───── Extracted text
Agony Shorthand


Tuesday, April 26, 2005
"THE FUTURE OF THE MUSIC DORK IN THE DIGITAL AGE".....So last night Kim Cooper & David Smay, the editors of "Lost In The Grooves", hosted an event -- a reading, if you will -- at Moe's Books in Berkeley, CA. I was kindly asked to contribute a little something, and not wanting to embarrass myself by reading a flippin' record review out loud, I wrote the following "piece" for the audience. I wasn't heckled, I wasn't jeered, but my wife and I did have to hustle out of there quickly so we could stop the babysitter's clock from bankrupting us. A real goddamn hipster, that's me. Anyway, the night was a fun one. Chas Glynn and Max Hechter in particular brought the house down with respective tales of bizarre thrift store LPs & the joy of discovering THE SILVER.

My thing here was written for a listening, not a reading audience, but I reckon my predictions may hold true just the same. Here it is:

THE FUTURE OF THE MUSIC DORK IN THE DIGITAL AGE

The winds of change have long been beating down upon the record collector dork and his old, archaic, socially alienating ways, with trends having accelerated at warp speed just the past five years. Modern music dorks, like many of us in this room, find ourselves both enlivened and thrilled by the digital age of eBay and of instant access to other people’s record collections via file-sharing, while completely befuddled by how we’ll exist in a world where our music collections are an intangible assortment of 1’s and 0’s. A book like “Lost In The Grooves” is a rapturous celebration of the tangible: finding and holding and nearly making love to some holy grail LP in a thrift store, being turned on to a life-changing record by discovering it in your older sister’s record collection, or holding on to the knowledge of some secret LP that only existed in a small pressing & only you and your hipster doofus friends know about. It’s old school to say the least, and it’s a way of life & of thinking that’s looking increasingly anachronistic every passing year.
──────────
Directions:
a) Using the Agony Shorthand post, what are the answers to these?
(i) At which bookstore was the event held?
(ii) Who brought the house down with a tale of discovering THE SILVER?
(iii) Over how many years does the piece say trends have accelerated at warp speed?
b) Can you print the stretch of the Agony Shorthand post from "Agony Shorthand" through "discovering THE SILVER.", word for word?
───── Material provided
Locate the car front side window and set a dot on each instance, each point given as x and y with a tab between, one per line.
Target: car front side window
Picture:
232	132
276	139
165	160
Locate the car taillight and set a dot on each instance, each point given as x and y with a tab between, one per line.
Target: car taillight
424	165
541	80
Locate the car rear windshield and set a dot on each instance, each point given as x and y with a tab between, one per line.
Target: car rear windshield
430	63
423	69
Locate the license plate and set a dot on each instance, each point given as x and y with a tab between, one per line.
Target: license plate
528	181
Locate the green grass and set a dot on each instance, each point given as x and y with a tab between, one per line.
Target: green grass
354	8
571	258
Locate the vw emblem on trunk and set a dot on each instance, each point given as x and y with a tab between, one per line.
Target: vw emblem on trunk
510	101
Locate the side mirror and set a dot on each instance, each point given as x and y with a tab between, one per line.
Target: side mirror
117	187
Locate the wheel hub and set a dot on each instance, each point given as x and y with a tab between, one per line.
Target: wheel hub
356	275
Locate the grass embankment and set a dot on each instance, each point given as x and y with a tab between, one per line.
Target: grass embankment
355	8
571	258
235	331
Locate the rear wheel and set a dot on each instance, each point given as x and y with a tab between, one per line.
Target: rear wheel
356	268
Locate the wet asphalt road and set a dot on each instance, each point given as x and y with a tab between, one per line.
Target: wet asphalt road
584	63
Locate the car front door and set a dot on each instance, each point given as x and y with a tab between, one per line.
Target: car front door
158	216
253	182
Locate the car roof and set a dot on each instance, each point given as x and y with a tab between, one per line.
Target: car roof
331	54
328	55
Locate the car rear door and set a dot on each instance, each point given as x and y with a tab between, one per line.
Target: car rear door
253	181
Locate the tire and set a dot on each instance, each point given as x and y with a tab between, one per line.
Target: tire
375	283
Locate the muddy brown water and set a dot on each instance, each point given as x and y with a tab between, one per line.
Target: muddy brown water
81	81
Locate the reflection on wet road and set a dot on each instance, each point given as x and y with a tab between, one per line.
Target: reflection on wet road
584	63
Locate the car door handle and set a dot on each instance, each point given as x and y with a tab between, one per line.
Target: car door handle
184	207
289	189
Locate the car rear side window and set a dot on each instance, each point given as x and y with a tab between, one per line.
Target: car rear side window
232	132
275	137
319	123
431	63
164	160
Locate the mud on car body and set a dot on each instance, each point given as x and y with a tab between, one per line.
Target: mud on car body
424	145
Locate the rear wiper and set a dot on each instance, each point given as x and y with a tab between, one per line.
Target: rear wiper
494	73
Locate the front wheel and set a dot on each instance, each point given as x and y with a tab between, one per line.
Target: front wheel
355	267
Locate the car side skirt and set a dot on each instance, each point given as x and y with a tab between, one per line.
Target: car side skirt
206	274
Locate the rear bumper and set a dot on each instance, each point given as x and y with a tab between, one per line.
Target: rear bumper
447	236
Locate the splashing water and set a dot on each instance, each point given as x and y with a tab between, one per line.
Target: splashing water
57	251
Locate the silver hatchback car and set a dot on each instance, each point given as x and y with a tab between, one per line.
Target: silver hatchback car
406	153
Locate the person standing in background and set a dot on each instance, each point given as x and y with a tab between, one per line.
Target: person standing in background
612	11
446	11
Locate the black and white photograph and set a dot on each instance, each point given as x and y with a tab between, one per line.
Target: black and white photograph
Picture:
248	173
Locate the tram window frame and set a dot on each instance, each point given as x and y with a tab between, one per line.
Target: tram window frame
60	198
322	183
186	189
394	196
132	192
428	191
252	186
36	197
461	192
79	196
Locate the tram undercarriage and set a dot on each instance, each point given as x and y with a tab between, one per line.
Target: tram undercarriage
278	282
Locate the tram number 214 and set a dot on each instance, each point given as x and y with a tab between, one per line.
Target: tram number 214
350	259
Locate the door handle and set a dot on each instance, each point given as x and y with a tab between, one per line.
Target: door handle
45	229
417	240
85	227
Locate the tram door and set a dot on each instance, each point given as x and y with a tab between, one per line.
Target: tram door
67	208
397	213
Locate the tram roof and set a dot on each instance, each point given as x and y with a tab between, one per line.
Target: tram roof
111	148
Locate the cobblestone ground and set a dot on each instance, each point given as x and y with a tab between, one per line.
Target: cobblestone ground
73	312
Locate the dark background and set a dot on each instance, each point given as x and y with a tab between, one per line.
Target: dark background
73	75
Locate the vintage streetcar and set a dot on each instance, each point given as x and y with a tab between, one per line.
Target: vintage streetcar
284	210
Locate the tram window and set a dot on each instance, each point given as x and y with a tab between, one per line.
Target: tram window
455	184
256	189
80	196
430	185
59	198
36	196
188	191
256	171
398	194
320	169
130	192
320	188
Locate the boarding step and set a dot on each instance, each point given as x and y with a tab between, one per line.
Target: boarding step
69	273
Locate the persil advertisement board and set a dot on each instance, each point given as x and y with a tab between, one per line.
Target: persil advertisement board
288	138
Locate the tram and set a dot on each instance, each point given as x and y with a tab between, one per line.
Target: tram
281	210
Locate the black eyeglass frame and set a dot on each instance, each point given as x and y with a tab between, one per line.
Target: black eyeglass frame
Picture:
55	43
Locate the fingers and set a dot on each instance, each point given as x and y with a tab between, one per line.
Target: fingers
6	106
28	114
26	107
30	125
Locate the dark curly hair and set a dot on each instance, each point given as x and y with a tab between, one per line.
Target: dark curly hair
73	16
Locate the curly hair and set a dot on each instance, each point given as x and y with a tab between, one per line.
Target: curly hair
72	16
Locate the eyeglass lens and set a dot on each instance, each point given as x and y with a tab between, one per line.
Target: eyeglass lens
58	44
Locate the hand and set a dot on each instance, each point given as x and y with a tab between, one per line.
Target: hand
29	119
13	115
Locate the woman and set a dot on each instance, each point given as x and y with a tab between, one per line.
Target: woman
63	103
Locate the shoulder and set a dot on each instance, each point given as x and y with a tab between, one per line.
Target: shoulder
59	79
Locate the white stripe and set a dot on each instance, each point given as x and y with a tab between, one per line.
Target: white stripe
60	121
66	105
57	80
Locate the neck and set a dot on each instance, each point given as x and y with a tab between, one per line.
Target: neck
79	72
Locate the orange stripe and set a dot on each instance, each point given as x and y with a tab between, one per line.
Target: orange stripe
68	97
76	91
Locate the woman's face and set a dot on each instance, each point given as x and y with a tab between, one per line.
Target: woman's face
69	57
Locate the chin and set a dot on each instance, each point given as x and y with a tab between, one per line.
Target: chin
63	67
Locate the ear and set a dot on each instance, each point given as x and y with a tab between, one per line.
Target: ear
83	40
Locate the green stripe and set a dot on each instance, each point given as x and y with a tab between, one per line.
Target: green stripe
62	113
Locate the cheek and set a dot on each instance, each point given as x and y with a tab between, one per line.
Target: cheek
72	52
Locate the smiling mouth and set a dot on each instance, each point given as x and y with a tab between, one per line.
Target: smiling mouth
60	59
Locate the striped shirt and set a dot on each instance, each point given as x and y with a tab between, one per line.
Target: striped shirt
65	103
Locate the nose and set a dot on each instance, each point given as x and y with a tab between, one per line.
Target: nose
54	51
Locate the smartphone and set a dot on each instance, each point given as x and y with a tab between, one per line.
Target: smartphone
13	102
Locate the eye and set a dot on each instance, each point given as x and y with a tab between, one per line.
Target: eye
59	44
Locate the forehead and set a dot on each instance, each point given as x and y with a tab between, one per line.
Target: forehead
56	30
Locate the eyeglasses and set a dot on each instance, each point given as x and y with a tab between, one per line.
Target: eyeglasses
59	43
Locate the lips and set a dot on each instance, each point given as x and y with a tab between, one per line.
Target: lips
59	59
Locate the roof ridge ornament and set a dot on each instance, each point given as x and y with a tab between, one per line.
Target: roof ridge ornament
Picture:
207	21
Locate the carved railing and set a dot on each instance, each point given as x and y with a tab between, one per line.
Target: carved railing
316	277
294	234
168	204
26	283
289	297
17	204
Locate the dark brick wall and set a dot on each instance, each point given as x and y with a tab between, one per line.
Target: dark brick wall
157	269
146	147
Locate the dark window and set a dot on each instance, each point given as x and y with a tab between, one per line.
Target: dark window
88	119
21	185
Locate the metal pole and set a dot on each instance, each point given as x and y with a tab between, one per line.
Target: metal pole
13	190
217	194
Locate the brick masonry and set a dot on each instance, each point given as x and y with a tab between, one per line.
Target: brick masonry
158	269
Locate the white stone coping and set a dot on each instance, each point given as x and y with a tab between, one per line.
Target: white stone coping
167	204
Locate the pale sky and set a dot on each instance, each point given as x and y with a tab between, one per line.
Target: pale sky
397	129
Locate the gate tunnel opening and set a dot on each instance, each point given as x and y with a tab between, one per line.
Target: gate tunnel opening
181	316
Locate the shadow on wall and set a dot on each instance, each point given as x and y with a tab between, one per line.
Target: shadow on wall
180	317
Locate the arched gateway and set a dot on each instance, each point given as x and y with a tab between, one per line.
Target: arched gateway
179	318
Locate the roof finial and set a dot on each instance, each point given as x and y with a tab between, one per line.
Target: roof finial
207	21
──────────
Written answers:
a)
(i) Moe's Books in Berkeley, CA
(ii) Max Hechter
(iii) The past five years

b)
Agony Shorthand


Tuesday, April 26, 2005
"THE FUTURE OF THE MUSIC DORK IN THE DIGITAL AGE".....So last night Kim Cooper & David Smay, the editors of "Lost In The Grooves", hosted an event -- a reading, if you will -- at Moe's Books in Berkeley, CA. I was kindly asked to contribute a little something, and not wanting to embarrass myself by reading a flippin' record review out loud, I wrote the following "piece" for the audience. I wasn't heckled, I wasn't jeered, but my wife and I did have to hustle out of there quickly so we could stop the babysitter's clock from bankrupting us. A real goddamn hipster, that's me. Anyway, the night was a fun one. Chas Glynn and Max Hechter in particular brought the house down with respective tales of bizarre thrift store LPs & the joy of discovering THE SILVER.